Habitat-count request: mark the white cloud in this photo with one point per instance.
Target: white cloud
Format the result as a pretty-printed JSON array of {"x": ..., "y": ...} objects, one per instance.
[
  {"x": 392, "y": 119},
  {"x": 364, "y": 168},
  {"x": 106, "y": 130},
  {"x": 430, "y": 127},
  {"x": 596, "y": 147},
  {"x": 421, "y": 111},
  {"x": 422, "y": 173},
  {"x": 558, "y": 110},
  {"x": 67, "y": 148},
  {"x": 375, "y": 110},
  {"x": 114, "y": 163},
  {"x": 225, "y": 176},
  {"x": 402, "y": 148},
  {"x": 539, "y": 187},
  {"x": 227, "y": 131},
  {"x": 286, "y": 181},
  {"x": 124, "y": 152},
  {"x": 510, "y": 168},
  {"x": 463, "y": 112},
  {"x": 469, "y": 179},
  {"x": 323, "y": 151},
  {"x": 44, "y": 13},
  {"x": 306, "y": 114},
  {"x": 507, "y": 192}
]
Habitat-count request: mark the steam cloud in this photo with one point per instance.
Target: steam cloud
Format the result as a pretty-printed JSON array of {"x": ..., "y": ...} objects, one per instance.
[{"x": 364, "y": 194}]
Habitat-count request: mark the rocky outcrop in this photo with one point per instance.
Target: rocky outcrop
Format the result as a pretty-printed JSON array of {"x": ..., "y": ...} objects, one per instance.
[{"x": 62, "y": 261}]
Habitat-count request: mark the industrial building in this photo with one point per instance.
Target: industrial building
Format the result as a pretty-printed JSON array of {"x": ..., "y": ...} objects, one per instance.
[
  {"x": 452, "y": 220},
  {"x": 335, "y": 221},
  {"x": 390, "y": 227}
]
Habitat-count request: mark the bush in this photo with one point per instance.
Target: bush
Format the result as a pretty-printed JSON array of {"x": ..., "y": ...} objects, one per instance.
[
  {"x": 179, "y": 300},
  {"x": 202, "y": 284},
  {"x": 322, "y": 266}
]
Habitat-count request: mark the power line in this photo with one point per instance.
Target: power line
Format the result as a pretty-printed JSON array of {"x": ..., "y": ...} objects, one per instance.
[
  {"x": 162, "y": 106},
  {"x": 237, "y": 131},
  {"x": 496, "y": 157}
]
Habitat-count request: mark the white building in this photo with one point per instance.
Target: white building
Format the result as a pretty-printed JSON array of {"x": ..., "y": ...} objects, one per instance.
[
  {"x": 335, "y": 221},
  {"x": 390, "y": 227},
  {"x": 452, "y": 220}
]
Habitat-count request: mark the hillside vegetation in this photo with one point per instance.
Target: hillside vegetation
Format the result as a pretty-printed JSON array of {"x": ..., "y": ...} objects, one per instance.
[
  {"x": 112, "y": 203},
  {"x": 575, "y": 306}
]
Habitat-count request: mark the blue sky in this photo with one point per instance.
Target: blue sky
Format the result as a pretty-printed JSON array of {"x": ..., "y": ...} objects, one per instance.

###

■ **REQUIREMENT**
Write out every entry above, word for word.

■ **SOLUTION**
Habitat-count request: mark the white cloud in this photo with one point per instance.
Target: white cloud
Format the result as a pretty-printed JSON array of {"x": ..., "y": ...} objects, one per instance.
[
  {"x": 392, "y": 119},
  {"x": 364, "y": 168},
  {"x": 106, "y": 130},
  {"x": 430, "y": 127},
  {"x": 596, "y": 147},
  {"x": 421, "y": 111},
  {"x": 422, "y": 173},
  {"x": 558, "y": 110},
  {"x": 67, "y": 148},
  {"x": 375, "y": 110},
  {"x": 114, "y": 163},
  {"x": 225, "y": 176},
  {"x": 402, "y": 148},
  {"x": 539, "y": 187},
  {"x": 227, "y": 131},
  {"x": 286, "y": 181},
  {"x": 124, "y": 152},
  {"x": 510, "y": 168},
  {"x": 463, "y": 112},
  {"x": 469, "y": 179},
  {"x": 323, "y": 151},
  {"x": 44, "y": 13},
  {"x": 306, "y": 114},
  {"x": 507, "y": 192}
]
Habitat-count request: mark the steam cloud in this photo with one point per instance.
Target: steam cloud
Format the result as a pretty-printed JSON array of {"x": ..., "y": ...} objects, one per instance.
[{"x": 364, "y": 194}]
Habitat-count request: mark the rocky outcrop in this photo with one point per instance.
Target: rocky outcrop
Format the result as a pretty-printed JSON array of {"x": ..., "y": ...} objects, one per instance.
[{"x": 62, "y": 261}]
Habitat-count request: mark the industrial building in this photo with one point per instance.
Target: industrial building
Format the result as a pretty-printed JSON array of {"x": ..., "y": ...} objects, one per instance.
[
  {"x": 452, "y": 220},
  {"x": 335, "y": 221},
  {"x": 390, "y": 227}
]
Habitat-count request: mark the bush in this photo with one point per instance.
Target: bush
Format the result as a pretty-printed JSON array of {"x": ..., "y": ...} objects, one per instance.
[
  {"x": 179, "y": 300},
  {"x": 202, "y": 284},
  {"x": 322, "y": 266}
]
Habitat-count request: mark the power line in this photo with one point per instance.
Target: power line
Format the result as a pretty-printed JSON array of {"x": ..., "y": ...} objects, one per instance.
[
  {"x": 162, "y": 106},
  {"x": 237, "y": 131},
  {"x": 496, "y": 157}
]
Habitat-count request: mark the white building in this photo with one point per instance.
Target: white building
Format the result as a pretty-printed JSON array of {"x": ..., "y": ...} objects, one per instance.
[
  {"x": 335, "y": 221},
  {"x": 390, "y": 227},
  {"x": 452, "y": 220}
]
Habitat-count request: mark the hillside vegetation in this photo with one point per instance.
Target: hillside vegetation
Format the result as a pretty-printed JSON array of {"x": ..., "y": ...} objects, one per instance.
[
  {"x": 112, "y": 203},
  {"x": 575, "y": 306}
]
Habitat-count request: mark the blue sky in this photo with one point per instance.
Target: blue sky
Format the result as a pretty-printed JSON array of {"x": ..., "y": ...} objects, one per instance.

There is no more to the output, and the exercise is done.